▶ [ESTRATTO DEL DOCUMENTO]:
Da un articolo di Alida Militello per Epoca (giugno 1977)

«Se torna la maestra e i genitori non mi vengono a prendere, io scappo». Stefano, 8 anni, frequenta la terza elementare nella scuola di Bernareggio, un paese a pochi chilometri da Milano. Solo da poco tempo si è liberato dall’incubo in cui hanno vissuto lui e i suoi compagni per due lunghi anni e, ora, parla senza paura. L’incubo è la maestra Flora T., 53 anni, nata a Chieti, accusata di aver picchiato i suoi scolari imponendo loro un regime di terrore

«Stefano», dice Francesca, esprimendo la propria ammirazione per il compagno, «è sempre stato coraggioso: quando prendeva le botte non piangeva mai». Ora, Francesca, Stefano, Massimiliano e Nicola, seduti sulle ginocchia o accanto ai loro genitori, raccontano tutto. Raccontano la loro storia e quella degli altri sedici compagni che hanno vissuto nella loro classe, la III D di Bernareggio, come in un inferno. 

«I GENITORI? APPENA SEPPERO CHE ERA TORNATA, ANDARONO A RIPRENDERSI I FIGLI»

Nei primi mesi dell’anno scolastico, alcuni bambini hanno confessato alle mamme che la maestra li picchiava, tirava loro i capelli, li insultava e li scherniva crudelmente. Così, improvvisamente, è scoppiato il caso della scuola di Bernareggio. «Diedi a mio figlio», racconta la mamma di Stefano, «una lettera da consegnare alla maestra. Le comunicavo che disapprovavo i suoi metodi e le vietavo nel modo più assoluto di maltrattare Stefano. Neppure mezz’ora dopo l’inizio delle lezioni vidi arrivare, correndo verso casa mia, la bidella che mi pregava di recarmi immediatamente a scuola. Il mio bambino piangeva e la maestra “dava in escandescenze”. Quando arrivai in classe, la maestra negò di aver picchiato mio figlio. Chiesi agli altri bambini la verità e tutti mi risposero che la maestra aveva colpito con la riga Stefano. Di fronte all’evidenza la maestra prese in mano una riga e diede un leggero colpo in testa a un bambino per farmi vedere che, in fondo, il suo era soltanto un gesto simbolico di punizione. Ma Carolina, una compagna di Stefano, si alzò in piedi e intervenne dicendo che la maestra li picchiava più forte. Rimasi sconvolta e subito andai a riferire il grave accaduto alle famiglie». 

Nella polemica vennero coinvolti il direttore didattico, un ispettore scolastico, il provveditore agli studi di Milano e persino i carabinieri. I genitori dei venti alunni della III D scrissero una lettera al direttore della scuola, accusando Flora T. di aver insultato e percosso i suoi allievi e di aver sempre tenuto nei loro riguardi un atteggiamento troppo autoritario. A questo punto la maestra pensò di prendersi un periodo di riposo. «Mi tempestava di telefonate», racconta il direttore della scuola Nereo M., «mi chiedeva di aiutarla consigliandola sul da farsi, ma alla fine ha sempre fatto di testa sua. È tornata in classe prima che scadesse il periodo di riposo e fu un dramma. I genitori appena seppero che era rientrata, andarono a scuola per riprendersi i figli e proclamarono sciopero a oltranza».

▶ [CONSEGNA A]:
Elenca tutti gli alunni chiamati per nome nell'estratto sul caso della scuola di Bernareggio.

▶ [DATI FORNITI]:
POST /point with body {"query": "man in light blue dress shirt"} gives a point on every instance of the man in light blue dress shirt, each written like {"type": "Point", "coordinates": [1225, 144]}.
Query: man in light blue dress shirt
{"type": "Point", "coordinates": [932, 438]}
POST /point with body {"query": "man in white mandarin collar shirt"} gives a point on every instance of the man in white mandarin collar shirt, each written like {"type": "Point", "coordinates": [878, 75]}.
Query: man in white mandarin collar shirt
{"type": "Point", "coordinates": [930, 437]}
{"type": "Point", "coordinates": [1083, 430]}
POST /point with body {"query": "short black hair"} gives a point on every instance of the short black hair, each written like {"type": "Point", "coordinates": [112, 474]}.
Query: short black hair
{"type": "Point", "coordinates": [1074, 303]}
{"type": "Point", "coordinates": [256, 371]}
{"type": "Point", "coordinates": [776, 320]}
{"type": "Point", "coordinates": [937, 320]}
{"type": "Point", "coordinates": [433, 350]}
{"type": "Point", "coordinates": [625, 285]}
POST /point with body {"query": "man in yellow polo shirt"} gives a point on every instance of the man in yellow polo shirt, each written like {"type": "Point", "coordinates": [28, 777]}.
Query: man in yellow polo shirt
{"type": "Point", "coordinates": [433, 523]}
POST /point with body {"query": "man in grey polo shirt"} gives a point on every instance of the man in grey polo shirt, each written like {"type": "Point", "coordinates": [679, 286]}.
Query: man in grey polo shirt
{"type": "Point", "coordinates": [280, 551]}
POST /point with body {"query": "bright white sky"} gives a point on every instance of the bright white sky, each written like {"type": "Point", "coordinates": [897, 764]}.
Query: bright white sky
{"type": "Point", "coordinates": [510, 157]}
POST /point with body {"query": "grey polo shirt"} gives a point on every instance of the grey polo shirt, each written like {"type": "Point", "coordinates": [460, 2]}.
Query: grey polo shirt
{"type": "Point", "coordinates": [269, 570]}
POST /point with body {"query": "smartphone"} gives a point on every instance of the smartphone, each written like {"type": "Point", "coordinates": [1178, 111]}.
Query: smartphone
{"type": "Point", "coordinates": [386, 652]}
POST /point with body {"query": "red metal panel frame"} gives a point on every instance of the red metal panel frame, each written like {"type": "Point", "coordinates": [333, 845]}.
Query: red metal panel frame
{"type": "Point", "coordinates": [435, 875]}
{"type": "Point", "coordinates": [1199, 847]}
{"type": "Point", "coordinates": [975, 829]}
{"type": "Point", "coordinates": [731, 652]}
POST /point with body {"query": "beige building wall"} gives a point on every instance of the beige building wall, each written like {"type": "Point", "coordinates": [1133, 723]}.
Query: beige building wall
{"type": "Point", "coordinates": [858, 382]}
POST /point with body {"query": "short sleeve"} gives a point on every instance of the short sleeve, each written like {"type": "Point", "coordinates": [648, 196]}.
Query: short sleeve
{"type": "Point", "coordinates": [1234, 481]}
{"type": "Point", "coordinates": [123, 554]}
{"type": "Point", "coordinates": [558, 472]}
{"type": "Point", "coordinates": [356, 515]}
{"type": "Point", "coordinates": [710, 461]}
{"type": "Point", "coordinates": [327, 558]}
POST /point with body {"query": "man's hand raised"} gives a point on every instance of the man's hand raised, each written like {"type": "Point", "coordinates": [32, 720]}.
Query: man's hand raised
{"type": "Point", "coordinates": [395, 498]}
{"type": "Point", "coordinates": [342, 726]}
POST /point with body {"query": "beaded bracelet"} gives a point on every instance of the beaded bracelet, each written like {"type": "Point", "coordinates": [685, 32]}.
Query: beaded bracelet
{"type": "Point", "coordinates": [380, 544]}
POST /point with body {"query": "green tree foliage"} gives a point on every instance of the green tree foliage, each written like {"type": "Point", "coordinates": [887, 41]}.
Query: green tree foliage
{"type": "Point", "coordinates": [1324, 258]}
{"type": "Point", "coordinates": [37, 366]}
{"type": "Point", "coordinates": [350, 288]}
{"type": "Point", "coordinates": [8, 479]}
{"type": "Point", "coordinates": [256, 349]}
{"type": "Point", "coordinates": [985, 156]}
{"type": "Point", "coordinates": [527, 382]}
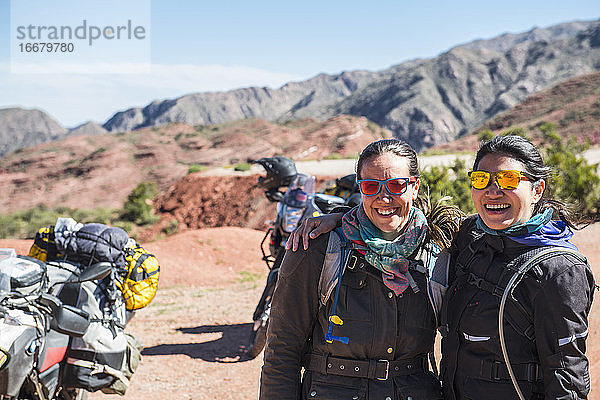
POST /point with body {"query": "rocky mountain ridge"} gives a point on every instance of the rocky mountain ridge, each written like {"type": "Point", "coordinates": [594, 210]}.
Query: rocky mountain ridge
{"type": "Point", "coordinates": [425, 102]}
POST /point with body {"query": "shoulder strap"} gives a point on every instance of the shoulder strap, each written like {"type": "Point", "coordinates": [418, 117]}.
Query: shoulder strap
{"type": "Point", "coordinates": [518, 316]}
{"type": "Point", "coordinates": [335, 258]}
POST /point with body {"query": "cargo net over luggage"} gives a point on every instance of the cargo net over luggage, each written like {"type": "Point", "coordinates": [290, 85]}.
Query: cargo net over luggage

▶ [CONSEGNA B]:
Nei record, dalla riga che contiene "of the beaded" fino alla fine dei record, sostituisci "shoulder strap" con "backpack strap" e riscrivi quelle righe lasciando invariato tutto il resto. Ometti le immagini.

▶ [SOLUZIONE SVOLTA A]:
Stefano, Francesca, Massimiliano, Nicola, Carolina

▶ [SOLUZIONE SVOLTA B]:
POST /point with body {"query": "beaded bracelet"} gives a point on every instance of the beaded bracelet, each written like {"type": "Point", "coordinates": [685, 32]}.
Query: beaded bracelet
{"type": "Point", "coordinates": [380, 544]}
POST /point with body {"query": "green tree foliage"} gives a point on every instance of the green tree foliage, each written like {"type": "Point", "coordinates": [887, 41]}.
Query: green tree foliage
{"type": "Point", "coordinates": [1324, 258]}
{"type": "Point", "coordinates": [37, 366]}
{"type": "Point", "coordinates": [350, 288]}
{"type": "Point", "coordinates": [8, 479]}
{"type": "Point", "coordinates": [256, 349]}
{"type": "Point", "coordinates": [985, 156]}
{"type": "Point", "coordinates": [527, 382]}
POST /point with body {"query": "rocky mountain ridge"} gives a point on every instance of the rocky mountain ridge, each written like {"type": "Point", "coordinates": [594, 210]}.
Query: rocky mountain ridge
{"type": "Point", "coordinates": [425, 102]}
POST /point with body {"query": "backpack strap"} gives a point on every instance of the backpack strap, each written like {"type": "Point", "coordinates": [418, 117]}.
Query: backpack strap
{"type": "Point", "coordinates": [518, 316]}
{"type": "Point", "coordinates": [335, 258]}
POST /point with body {"query": "cargo net over luggage"} gives a point on every instance of the cargo net over luggage, each written like {"type": "Point", "coordinates": [290, 85]}.
Query: cargo net over luggage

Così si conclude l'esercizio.